── Reading passage ──

# Base 26 (letters) and Base 10 using recursion

I was messing around with base conversion between decimal and Base26 (alphabet) with no 0th case because I needed it for the Google Sheets API in order to find specific cell values from a 3 dimensional list of all of the entered cell values on a spreadsheet. Remember that with spreadsheets, the columns are counted with no 0th case and A == 1 Z == 26 BA == 53.

Some test cases for conversion between the two bases would be

"zyz" == 18252, "aa" == 27, "zz" == 702

When I went to go write the code, I looked for simple solutions, but could not find anything using recursion so I wrote this in Python:

def base10ToBase26Letter(num):
''' Converts any positive integer to Base26(letters only) with no 0th
case. Useful for applications such as spreadsheet columns to determine which
Letterset goes with a positive integer.

───
── Supplied material ──

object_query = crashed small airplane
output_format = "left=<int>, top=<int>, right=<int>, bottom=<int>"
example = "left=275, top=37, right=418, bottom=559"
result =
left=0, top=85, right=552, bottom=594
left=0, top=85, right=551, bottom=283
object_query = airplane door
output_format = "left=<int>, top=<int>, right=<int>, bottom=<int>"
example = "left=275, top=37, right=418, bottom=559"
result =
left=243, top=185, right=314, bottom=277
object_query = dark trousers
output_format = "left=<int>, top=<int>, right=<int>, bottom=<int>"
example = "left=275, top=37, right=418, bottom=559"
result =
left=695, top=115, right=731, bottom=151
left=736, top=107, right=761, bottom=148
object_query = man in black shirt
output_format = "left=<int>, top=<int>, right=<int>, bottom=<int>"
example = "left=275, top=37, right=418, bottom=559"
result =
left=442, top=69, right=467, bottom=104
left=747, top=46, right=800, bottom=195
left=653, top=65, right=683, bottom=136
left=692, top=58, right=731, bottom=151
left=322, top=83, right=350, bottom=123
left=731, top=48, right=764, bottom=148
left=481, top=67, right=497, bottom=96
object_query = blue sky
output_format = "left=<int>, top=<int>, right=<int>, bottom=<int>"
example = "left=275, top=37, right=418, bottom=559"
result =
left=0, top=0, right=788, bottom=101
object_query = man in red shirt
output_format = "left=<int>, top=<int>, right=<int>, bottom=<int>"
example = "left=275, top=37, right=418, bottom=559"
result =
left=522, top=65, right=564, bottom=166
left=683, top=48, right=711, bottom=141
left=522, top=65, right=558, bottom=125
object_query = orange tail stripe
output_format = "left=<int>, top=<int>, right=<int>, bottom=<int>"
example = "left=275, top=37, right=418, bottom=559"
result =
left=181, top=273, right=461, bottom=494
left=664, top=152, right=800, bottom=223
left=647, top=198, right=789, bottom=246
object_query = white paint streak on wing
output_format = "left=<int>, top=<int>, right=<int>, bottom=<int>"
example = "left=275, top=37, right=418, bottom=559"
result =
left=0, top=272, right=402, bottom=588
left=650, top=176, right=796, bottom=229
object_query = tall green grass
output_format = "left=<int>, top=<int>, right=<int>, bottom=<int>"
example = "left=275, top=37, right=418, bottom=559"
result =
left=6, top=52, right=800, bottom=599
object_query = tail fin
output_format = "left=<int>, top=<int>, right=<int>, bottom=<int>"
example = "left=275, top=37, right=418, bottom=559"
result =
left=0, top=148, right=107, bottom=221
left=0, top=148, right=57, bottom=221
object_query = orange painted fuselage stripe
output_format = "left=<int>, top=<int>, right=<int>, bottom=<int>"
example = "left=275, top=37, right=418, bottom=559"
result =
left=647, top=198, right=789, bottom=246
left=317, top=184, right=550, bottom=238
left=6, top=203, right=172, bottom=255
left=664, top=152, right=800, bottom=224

───

> **Given request 1**:
In the post on base 26 and base 10 conversion, what API did the writer need the conversion for?
> **Given request 2**:
Resume the post on base 26 and base 10 conversion from the point where it stops.

> **Written answer 1**:
The Google Sheets API.

> **Written answer 2**:
'''
if num <= 0:
return ""
elif num <= 26:
return chr(96+num)
else:
return base10ToBase26Letter(int((num-1)/26))+chr(97+(num-1)%26)

def base26LetterToBase10(string):
''' Converts a string from Base26(letters only) with no 0th case to a positive
integer. Useful for figuring out column numbers from letters so that they can
be called from a list.
'''
string = string.lower()
if string == " " or len(string) == 0:
return 0
if len(string) == 1:
return ord(string)-96
else:
return base26LetterToBase10(string[1:])+(26**(len(string)-1))*(ord(string[0])-96)


I am aware that the first function outputs lowercase letters which can be bypassed by using base10ToBase26Letter(num).upper().

I used this to test the consistency of the values being output:

for x in range(0,100000):
if x == base26LetterToBase10(base10ToBase26Letter(x)):
print(x)

1. Is recursion the best way to approach this problem efficiently, or should I be looking for something else?
2. If I were to look at readability, is this way the easiest to read?
3. Does this problem have a shorter solution?
4. It seems that after about 11 letter digits, this program is no longer accurate, is there a way to make the functions accurate further? (Even if such numbers will never be used in a spreadsheet)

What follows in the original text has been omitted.